Material shown:

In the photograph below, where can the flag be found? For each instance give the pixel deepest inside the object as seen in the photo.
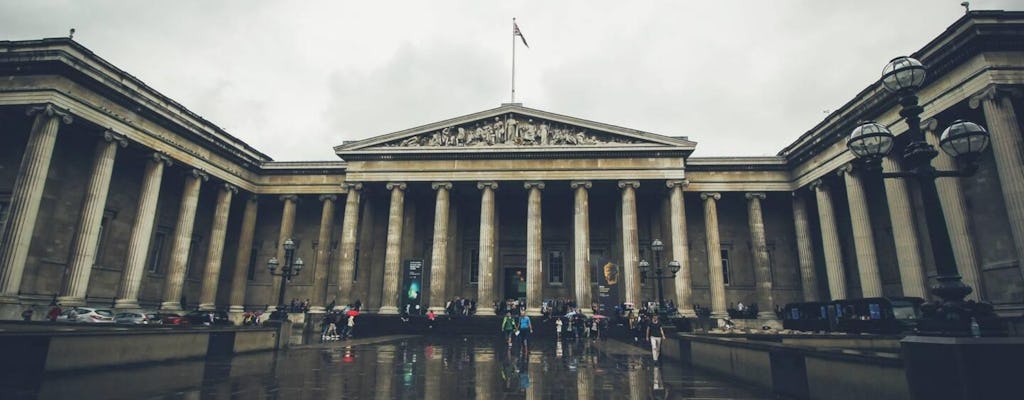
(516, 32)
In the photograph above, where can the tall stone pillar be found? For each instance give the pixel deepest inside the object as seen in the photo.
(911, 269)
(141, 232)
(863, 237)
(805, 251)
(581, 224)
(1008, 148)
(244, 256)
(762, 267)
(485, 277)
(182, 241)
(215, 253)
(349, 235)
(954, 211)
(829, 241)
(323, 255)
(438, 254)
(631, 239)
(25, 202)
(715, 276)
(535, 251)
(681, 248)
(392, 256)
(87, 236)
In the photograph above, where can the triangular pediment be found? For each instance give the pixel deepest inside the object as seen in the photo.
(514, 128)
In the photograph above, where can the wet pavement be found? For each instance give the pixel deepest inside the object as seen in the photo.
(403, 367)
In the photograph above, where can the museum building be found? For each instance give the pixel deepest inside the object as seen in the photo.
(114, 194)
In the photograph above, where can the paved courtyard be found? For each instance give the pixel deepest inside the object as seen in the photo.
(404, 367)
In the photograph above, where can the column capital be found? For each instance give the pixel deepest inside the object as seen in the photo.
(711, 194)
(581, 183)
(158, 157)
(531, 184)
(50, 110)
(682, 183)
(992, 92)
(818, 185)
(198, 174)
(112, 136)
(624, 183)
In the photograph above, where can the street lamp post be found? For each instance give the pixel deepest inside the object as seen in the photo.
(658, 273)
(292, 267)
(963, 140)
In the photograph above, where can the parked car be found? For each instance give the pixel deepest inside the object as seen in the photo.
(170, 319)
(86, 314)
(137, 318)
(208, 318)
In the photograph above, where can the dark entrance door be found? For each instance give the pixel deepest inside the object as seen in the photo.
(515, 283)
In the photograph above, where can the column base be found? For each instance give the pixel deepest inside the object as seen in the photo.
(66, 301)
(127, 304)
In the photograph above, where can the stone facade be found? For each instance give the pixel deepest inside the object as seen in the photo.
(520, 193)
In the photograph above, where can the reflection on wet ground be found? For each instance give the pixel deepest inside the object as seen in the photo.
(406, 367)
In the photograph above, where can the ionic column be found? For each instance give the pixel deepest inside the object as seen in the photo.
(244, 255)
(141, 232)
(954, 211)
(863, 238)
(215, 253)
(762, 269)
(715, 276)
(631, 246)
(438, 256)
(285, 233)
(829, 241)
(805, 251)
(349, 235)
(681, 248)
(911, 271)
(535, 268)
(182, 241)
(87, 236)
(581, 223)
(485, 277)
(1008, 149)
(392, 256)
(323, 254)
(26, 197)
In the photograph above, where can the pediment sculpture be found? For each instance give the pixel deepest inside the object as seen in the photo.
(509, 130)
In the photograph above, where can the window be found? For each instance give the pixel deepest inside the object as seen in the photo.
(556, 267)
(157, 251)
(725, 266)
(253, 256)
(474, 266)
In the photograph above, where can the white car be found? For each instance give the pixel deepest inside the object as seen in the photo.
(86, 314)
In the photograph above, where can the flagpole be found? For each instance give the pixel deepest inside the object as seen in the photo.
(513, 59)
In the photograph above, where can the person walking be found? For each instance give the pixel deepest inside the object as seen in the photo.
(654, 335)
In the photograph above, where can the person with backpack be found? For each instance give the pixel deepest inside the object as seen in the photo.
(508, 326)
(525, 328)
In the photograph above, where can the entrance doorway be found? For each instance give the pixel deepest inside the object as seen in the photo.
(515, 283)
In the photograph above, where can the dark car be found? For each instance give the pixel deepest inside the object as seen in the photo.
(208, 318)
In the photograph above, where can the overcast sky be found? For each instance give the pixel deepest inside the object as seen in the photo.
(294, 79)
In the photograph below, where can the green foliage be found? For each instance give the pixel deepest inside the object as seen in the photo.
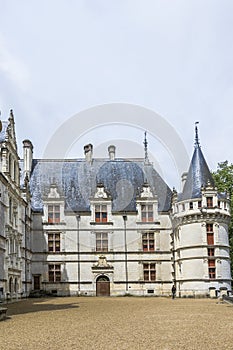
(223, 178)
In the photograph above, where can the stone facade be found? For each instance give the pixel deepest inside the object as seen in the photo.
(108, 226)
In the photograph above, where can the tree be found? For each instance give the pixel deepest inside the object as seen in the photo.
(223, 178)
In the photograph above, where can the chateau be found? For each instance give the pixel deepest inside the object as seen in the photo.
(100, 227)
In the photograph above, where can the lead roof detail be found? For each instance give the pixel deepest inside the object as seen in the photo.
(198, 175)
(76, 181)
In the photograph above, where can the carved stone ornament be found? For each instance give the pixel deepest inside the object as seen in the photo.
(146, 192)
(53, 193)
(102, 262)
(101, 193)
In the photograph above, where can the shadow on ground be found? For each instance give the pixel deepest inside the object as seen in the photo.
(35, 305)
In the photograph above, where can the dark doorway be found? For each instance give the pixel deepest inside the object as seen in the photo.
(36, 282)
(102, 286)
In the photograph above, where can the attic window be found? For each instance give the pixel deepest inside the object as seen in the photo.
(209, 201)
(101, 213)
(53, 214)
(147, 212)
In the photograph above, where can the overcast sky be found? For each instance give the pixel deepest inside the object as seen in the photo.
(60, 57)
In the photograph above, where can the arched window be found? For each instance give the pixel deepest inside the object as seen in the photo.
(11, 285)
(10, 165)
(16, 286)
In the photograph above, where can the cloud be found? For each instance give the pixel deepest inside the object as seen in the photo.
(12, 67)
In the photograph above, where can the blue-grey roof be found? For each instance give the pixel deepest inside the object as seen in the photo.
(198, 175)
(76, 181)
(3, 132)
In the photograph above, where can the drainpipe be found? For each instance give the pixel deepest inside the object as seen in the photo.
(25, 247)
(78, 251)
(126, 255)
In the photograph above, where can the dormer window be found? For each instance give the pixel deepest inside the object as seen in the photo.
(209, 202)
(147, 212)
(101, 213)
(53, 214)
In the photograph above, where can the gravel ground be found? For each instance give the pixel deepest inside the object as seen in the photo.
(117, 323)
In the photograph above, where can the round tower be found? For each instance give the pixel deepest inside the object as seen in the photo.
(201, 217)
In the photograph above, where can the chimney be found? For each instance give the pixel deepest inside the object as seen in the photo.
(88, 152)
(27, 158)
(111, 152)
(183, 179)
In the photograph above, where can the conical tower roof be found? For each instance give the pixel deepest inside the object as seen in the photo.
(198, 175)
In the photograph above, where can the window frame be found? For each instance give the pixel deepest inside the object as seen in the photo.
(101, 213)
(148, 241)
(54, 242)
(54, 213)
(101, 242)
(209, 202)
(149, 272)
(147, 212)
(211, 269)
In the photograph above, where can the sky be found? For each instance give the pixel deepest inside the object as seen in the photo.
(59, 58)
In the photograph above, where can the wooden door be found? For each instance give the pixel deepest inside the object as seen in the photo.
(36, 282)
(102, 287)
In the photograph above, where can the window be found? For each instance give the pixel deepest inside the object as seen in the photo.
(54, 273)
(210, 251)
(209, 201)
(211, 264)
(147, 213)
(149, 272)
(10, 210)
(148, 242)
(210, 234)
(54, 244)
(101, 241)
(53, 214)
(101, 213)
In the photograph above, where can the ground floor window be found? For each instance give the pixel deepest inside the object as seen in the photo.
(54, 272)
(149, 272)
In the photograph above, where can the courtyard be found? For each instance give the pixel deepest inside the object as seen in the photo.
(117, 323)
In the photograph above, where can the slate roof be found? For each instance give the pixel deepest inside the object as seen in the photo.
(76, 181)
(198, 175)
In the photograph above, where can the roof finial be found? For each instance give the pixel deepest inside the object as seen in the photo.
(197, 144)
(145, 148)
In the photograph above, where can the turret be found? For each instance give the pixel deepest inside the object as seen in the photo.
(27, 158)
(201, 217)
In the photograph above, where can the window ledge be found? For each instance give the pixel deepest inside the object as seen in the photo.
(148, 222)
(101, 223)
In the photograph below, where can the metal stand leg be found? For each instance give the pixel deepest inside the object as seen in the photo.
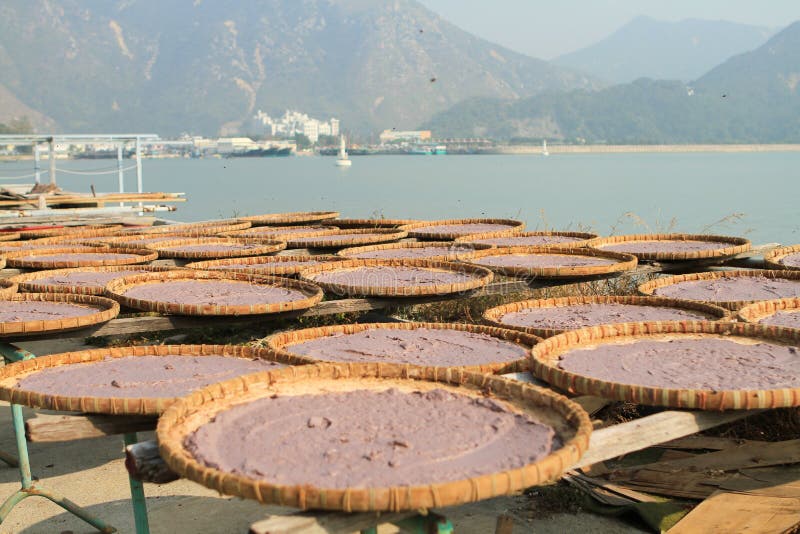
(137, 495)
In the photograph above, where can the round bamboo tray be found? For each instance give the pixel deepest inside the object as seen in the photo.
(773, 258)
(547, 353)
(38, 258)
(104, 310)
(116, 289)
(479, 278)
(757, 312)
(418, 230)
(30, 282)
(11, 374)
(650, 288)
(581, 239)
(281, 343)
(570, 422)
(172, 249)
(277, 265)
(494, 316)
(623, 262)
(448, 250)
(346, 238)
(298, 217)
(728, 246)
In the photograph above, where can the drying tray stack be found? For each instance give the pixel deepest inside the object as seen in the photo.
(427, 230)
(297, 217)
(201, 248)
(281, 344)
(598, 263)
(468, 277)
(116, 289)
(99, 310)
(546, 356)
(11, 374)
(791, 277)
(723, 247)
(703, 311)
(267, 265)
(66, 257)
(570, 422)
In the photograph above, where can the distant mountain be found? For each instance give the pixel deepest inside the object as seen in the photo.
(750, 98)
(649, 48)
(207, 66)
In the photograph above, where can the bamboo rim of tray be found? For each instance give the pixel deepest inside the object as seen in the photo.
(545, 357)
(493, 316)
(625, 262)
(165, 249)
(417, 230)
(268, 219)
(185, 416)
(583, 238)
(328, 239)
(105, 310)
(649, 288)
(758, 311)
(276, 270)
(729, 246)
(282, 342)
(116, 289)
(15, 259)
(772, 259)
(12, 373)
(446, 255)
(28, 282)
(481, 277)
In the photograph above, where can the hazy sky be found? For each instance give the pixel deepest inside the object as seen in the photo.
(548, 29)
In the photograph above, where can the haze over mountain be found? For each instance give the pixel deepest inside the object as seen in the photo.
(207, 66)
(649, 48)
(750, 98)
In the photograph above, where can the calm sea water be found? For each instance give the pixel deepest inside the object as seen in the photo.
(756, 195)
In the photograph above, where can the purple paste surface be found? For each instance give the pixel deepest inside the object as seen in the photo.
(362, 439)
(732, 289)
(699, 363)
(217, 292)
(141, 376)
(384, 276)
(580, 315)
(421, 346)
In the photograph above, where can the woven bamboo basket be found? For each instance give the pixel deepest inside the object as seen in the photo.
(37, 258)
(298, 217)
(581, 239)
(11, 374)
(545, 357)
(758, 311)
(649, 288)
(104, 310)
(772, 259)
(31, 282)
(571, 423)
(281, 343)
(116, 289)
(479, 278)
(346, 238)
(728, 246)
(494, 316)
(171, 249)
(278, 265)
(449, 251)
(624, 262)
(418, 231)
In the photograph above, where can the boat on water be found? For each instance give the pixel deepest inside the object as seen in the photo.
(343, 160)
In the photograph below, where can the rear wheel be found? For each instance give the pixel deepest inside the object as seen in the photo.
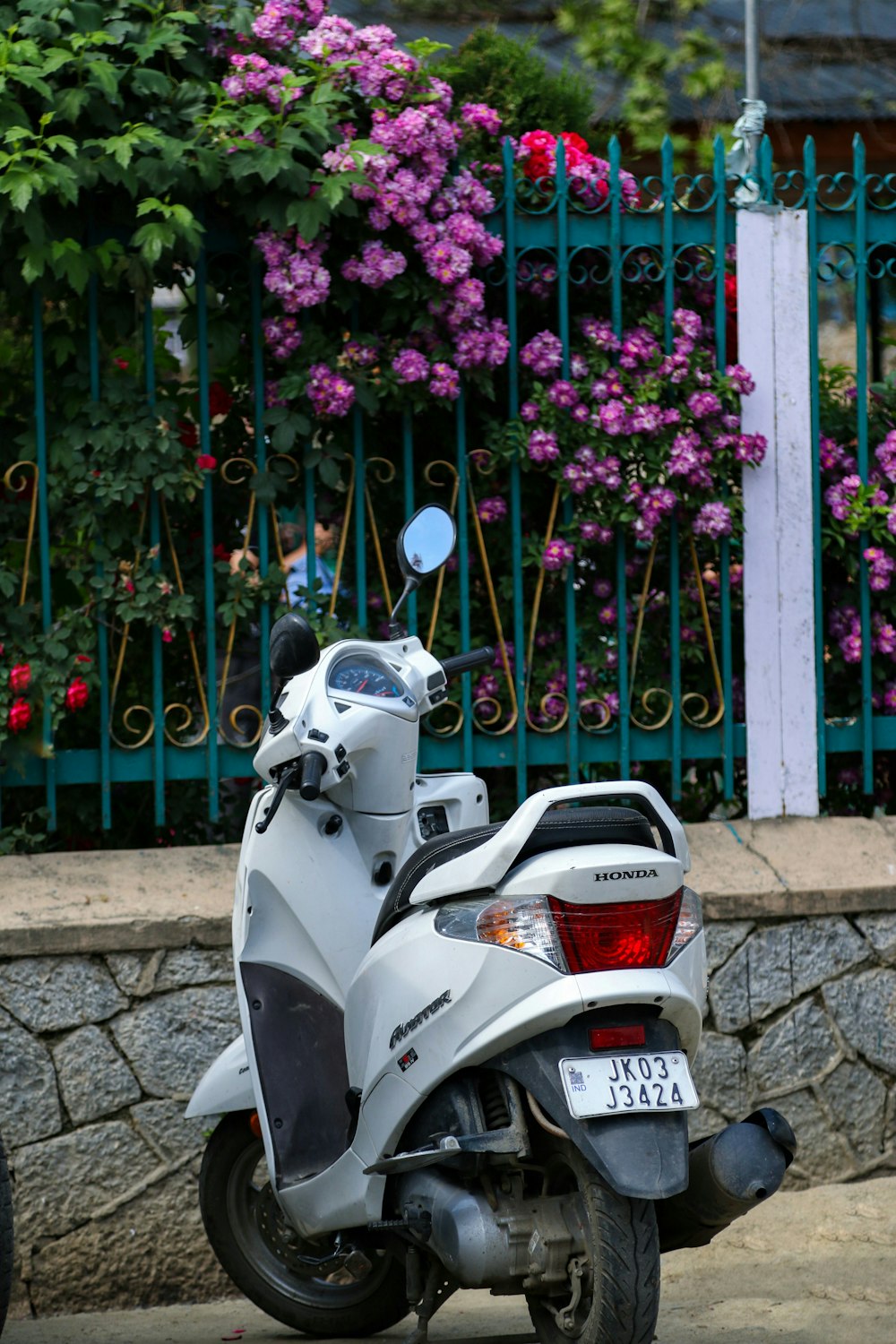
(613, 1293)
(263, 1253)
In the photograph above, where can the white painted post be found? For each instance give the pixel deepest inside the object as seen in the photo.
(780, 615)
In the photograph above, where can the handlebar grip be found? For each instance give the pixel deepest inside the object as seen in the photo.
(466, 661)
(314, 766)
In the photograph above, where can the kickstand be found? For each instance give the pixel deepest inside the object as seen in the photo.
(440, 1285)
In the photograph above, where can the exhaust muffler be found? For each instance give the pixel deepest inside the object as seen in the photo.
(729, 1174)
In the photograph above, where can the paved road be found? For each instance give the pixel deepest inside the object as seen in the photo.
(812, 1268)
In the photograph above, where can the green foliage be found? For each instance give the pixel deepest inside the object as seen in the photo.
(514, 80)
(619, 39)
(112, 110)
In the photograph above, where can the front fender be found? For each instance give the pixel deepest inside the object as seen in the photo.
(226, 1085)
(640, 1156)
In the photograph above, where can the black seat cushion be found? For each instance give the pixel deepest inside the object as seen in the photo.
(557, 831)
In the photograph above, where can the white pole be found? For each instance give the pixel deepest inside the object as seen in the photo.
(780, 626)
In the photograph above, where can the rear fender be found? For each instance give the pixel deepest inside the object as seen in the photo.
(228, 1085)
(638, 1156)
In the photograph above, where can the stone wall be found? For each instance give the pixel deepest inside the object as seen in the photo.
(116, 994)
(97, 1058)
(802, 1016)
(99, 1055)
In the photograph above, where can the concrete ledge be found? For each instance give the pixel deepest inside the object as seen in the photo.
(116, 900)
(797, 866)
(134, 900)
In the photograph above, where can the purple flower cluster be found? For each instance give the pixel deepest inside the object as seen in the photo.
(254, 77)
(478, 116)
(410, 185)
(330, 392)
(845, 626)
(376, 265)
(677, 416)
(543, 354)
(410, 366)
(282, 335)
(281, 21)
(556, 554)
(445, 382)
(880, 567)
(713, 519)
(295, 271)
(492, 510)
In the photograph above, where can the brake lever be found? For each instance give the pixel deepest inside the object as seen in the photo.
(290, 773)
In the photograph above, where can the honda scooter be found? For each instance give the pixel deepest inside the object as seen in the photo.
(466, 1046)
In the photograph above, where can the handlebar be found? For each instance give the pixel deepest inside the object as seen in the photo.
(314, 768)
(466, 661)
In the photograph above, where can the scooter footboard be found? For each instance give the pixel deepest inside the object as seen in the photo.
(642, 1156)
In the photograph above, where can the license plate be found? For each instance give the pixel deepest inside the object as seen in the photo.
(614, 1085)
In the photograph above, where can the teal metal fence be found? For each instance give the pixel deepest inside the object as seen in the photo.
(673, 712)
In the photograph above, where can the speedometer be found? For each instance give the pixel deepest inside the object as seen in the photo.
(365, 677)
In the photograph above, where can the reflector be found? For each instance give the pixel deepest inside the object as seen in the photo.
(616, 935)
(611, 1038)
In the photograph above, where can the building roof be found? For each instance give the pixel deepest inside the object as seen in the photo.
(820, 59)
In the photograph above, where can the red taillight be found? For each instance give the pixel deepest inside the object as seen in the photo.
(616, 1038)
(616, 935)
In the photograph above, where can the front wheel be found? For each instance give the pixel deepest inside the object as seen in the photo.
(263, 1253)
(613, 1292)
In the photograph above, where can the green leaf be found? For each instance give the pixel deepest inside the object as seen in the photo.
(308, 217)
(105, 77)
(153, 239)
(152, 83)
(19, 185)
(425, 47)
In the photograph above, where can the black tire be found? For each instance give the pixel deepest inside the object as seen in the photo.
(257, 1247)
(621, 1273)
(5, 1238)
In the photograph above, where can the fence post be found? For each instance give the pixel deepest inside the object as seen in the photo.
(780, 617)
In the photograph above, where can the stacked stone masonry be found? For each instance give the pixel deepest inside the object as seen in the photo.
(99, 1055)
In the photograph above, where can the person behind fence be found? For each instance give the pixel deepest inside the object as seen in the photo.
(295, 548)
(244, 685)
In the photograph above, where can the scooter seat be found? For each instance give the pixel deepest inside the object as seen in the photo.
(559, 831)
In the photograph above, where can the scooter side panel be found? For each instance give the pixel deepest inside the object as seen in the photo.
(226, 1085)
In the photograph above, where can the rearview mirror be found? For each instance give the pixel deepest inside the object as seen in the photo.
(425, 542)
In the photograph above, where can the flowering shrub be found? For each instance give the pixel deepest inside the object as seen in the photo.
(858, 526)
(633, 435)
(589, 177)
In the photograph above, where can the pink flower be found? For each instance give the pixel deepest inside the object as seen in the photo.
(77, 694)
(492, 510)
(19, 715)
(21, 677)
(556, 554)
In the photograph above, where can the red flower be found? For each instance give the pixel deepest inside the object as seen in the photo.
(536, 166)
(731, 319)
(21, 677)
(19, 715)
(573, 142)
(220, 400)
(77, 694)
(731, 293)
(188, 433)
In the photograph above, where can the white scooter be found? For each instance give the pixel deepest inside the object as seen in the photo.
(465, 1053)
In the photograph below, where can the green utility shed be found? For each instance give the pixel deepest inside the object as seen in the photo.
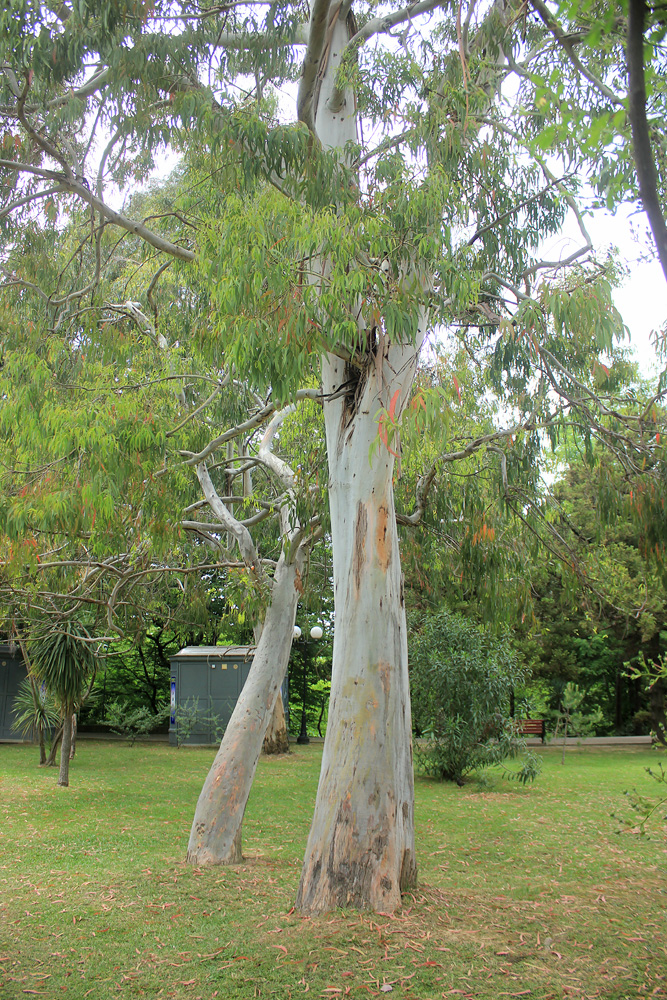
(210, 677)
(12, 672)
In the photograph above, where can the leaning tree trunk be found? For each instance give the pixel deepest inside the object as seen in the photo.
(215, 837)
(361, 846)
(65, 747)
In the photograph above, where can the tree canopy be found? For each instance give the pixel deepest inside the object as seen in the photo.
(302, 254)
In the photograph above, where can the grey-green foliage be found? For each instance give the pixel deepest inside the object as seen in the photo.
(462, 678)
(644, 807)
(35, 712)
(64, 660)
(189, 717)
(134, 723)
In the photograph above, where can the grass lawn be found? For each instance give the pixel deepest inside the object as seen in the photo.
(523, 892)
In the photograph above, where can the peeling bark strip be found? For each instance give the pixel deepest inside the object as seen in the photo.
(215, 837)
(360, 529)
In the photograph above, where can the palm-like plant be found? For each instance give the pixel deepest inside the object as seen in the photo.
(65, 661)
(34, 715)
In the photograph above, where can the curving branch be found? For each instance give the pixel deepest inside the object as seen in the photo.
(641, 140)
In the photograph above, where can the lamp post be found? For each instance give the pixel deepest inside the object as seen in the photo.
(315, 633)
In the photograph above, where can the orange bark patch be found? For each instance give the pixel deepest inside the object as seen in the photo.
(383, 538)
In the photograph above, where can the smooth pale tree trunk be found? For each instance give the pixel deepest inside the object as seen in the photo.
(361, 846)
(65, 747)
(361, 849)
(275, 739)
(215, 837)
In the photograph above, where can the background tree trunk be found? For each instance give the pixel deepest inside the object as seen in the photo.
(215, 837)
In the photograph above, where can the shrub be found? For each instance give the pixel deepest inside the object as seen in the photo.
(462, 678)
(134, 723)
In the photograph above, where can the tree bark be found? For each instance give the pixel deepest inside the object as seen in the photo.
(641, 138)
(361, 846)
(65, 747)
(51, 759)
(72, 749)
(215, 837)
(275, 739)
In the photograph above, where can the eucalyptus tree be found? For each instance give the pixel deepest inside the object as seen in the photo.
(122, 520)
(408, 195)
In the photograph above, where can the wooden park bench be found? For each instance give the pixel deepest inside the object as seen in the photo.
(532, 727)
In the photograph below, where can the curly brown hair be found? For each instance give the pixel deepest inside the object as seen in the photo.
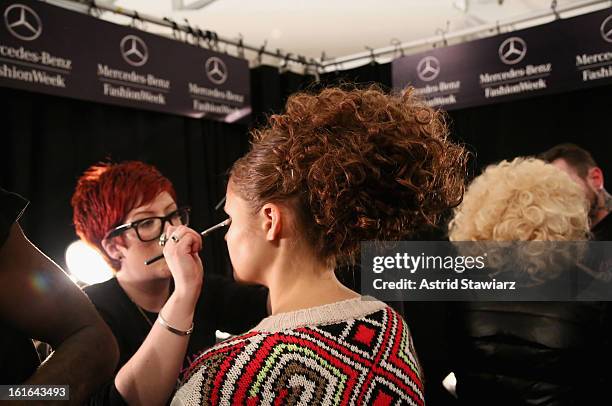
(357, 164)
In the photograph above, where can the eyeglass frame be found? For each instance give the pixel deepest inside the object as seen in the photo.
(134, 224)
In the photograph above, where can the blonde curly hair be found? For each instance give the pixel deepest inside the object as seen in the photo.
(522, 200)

Problem requirements:
Look above for the line containing "In the photograph above, where can the orange"; output that line and all lines after it through the last one exactly, without the pictures.

Finished task:
In the photograph above, where can the orange bark patch be found? For each instance give the pixel deepest inside the object as seen in the photo.
(383, 538)
In the photograph above, where can the smooth pale tree trunk be found? For each instance give the pixel deepest inside the object as seen in the photo.
(361, 846)
(65, 747)
(361, 849)
(275, 739)
(215, 837)
In the photograph above, where can the background tree trunk be found? For each instance give the pixel deepest inside the object as seen in the photo.
(215, 837)
In the photograph above, where can the shrub be found? For each instance give the pixel deepest inside the object as seen in the photo.
(462, 678)
(134, 723)
In the photograph above, where can the tree bark be found? For each instance give the pixel deepest inside the object as seen in the photo.
(641, 138)
(361, 846)
(65, 747)
(51, 759)
(72, 749)
(215, 837)
(275, 739)
In the photograph above, where can the eucalyptus tree be found? For each instance give the pixel deepest inside the object as seen in the photo.
(122, 520)
(408, 195)
In the photograph above, where can the wooden park bench be found? For each instance give the pixel deepest inside the object as seen in the photo.
(532, 727)
In the photograph below, where can the curly brown hair be found? For each instance give the pixel deepest inside the object as seen in the photo.
(357, 164)
In the photograph above, where can the eyeglass frame be found? For each instance give the pixel deepest inside the object as seen in the photo.
(134, 224)
In the photograph above, where can the blonde curly hair be found? For each instance give the pixel deepest inside the object as seen in the photo.
(522, 200)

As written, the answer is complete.